◆ Assignment
Of the lines listed below, return exactly those that run from the line containing "Segment every <instance>" through the line containing "box: [264, 274, 389, 531]", both included.

--------------------------------------------------

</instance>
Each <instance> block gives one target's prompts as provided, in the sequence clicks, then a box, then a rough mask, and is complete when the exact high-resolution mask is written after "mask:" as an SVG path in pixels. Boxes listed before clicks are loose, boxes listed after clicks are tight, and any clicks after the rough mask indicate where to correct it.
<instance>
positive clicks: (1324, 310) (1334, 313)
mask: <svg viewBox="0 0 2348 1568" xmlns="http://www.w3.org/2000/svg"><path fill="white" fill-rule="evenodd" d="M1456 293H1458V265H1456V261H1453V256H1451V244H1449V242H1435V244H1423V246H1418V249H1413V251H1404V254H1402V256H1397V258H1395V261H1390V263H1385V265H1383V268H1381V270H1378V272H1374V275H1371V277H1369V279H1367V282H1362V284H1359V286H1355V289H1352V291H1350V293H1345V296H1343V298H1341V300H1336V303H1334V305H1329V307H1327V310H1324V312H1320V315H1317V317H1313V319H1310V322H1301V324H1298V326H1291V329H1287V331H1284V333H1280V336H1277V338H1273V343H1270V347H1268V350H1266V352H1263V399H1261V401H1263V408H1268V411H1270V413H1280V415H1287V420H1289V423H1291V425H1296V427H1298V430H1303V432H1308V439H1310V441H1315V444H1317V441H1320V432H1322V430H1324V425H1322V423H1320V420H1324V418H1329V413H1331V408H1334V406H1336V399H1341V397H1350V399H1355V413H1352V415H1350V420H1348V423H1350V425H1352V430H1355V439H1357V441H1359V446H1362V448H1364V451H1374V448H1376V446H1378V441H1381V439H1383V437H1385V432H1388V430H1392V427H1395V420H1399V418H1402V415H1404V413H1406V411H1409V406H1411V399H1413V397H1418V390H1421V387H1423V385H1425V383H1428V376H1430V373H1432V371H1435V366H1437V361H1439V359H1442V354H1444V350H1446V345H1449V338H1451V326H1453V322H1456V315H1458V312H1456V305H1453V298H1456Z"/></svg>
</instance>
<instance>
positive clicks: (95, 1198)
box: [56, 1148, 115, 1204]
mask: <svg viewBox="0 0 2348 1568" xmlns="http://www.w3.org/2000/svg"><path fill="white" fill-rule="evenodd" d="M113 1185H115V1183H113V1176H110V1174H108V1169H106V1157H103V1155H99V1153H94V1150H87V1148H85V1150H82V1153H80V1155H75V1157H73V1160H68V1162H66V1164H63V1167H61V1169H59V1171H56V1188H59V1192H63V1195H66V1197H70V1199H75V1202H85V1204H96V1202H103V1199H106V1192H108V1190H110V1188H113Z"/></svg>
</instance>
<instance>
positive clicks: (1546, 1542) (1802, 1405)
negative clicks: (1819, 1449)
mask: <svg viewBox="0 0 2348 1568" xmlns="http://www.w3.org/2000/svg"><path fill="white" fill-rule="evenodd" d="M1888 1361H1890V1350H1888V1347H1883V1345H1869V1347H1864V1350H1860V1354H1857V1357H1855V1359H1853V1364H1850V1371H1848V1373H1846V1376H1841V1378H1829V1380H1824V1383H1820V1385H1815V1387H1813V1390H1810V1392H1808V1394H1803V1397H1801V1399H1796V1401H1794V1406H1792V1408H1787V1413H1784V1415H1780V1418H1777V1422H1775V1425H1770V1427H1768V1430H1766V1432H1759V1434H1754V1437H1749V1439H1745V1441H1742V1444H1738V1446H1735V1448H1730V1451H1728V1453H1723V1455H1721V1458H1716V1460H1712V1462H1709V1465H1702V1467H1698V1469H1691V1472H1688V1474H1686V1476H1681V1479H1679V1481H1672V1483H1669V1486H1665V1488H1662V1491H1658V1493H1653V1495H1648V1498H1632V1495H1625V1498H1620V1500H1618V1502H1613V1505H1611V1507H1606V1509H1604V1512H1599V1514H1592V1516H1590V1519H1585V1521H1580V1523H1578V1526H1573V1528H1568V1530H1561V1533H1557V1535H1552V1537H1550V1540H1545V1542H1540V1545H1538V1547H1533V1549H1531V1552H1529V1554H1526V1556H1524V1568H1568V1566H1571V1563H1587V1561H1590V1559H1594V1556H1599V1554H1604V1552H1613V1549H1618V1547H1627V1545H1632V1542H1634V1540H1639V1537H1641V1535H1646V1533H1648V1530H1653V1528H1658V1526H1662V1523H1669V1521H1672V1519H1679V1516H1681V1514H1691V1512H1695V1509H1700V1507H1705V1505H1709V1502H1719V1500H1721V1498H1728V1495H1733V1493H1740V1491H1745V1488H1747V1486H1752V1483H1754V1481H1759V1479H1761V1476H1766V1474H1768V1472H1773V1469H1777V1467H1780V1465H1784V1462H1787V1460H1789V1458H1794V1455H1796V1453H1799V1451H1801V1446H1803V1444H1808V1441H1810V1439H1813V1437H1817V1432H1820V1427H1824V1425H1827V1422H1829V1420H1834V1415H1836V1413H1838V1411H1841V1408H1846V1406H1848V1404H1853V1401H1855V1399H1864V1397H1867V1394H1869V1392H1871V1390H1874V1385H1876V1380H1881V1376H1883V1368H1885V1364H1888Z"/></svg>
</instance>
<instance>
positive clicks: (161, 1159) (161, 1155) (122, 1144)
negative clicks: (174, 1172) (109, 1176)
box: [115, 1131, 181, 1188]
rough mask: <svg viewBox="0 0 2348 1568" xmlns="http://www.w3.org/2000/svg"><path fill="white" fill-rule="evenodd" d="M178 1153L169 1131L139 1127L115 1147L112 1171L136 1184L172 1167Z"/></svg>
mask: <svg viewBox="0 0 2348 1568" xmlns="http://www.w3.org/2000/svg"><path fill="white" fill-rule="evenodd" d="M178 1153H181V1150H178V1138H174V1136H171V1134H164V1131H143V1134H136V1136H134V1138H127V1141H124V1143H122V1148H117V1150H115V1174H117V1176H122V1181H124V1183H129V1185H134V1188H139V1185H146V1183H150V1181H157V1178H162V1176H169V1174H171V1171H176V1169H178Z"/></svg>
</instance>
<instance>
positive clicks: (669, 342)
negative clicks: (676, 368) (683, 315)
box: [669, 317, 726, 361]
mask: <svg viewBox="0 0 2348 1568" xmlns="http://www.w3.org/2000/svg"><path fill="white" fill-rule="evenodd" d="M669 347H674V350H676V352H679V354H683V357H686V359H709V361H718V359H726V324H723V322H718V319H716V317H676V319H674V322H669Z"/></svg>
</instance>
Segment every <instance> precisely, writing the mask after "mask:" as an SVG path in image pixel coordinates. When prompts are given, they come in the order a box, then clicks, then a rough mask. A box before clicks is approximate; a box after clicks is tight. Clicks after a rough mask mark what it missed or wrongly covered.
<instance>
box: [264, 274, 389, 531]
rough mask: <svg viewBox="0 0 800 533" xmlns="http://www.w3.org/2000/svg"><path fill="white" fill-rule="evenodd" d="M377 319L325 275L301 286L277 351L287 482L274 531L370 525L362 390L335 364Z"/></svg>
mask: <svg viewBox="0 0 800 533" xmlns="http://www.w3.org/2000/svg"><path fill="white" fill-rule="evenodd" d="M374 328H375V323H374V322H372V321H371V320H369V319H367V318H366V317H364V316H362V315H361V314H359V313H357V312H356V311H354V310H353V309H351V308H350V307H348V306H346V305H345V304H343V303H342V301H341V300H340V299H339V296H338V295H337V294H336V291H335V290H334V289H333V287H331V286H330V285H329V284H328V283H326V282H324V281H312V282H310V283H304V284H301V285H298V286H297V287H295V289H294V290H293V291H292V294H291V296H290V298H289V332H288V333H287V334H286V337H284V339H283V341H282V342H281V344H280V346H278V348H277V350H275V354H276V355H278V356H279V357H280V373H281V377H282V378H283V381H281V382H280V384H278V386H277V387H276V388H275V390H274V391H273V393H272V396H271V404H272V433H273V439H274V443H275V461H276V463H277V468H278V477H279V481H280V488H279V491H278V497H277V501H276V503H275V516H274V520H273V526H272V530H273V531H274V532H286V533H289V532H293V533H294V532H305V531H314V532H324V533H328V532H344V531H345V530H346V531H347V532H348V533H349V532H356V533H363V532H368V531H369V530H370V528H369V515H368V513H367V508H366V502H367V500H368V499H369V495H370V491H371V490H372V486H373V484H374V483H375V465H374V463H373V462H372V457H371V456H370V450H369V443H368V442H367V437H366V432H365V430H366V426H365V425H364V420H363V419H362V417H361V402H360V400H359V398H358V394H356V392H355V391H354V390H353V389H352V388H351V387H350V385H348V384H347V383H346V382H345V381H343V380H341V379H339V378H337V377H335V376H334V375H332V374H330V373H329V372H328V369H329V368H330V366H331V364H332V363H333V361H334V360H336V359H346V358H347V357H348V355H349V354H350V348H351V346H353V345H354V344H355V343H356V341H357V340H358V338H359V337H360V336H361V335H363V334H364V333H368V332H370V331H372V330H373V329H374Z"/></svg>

--------------------------------------------------

◆ Solution to the exercise
Segment every <instance> precisely, writing the mask after "mask:" as an SVG path in image pixel coordinates. When prompts are given, they come in the order a box, then clicks, then a rough mask. A box before clicks is approximate; a box after clicks is tight. Clicks after a rough mask mark what it missed or wrongly covered.
<instance>
box: [264, 274, 389, 531]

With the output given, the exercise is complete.